(Source material)
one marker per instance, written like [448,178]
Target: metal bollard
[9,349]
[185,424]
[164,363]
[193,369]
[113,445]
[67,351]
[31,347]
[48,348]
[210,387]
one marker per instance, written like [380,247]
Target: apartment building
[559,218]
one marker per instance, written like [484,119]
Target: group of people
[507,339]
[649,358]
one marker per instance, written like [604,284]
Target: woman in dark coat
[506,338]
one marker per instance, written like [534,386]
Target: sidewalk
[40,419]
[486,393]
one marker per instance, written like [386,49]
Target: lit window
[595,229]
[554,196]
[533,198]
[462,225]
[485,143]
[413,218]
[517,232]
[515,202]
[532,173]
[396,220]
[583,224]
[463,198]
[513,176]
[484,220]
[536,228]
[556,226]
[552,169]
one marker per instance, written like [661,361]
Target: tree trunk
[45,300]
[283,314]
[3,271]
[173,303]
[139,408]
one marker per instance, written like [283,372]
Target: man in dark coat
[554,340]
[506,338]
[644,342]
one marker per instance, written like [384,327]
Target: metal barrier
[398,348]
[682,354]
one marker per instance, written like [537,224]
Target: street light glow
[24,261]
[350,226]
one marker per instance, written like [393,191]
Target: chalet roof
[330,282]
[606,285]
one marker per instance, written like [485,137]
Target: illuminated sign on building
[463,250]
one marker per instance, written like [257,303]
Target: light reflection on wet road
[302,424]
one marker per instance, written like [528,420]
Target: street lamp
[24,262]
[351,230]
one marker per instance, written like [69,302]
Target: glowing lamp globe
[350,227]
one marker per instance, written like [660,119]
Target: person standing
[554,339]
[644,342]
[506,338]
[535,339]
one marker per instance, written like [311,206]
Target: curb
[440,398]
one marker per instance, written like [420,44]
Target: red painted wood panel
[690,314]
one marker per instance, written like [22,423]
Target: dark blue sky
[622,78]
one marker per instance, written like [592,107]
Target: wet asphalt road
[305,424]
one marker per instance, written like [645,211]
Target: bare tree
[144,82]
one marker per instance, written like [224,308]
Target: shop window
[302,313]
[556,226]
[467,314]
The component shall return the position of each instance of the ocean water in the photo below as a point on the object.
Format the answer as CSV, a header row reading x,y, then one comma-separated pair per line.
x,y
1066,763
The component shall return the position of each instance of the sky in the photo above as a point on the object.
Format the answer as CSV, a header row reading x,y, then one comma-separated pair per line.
(End Source material)
Exercise aim: Write out, please, only the lines from the one with "one marker per instance, written like [224,308]" through the last line above, both included and unchanged.

Answer below:
one marker per instance, written like [224,308]
Target: shop window
[302,313]
[556,226]
[467,314]
The component shall return the position of each instance of the ocean water in the photo below as a point on the object.
Format the answer as CSV, a header row reading x,y, then one comma-separated pair per line.
x,y
1066,763
The component shall return the position of each instance of the sky in the photo above as a point on the object.
Format the answer as CSV, a header row reading x,y, then one comma-separated pair per line.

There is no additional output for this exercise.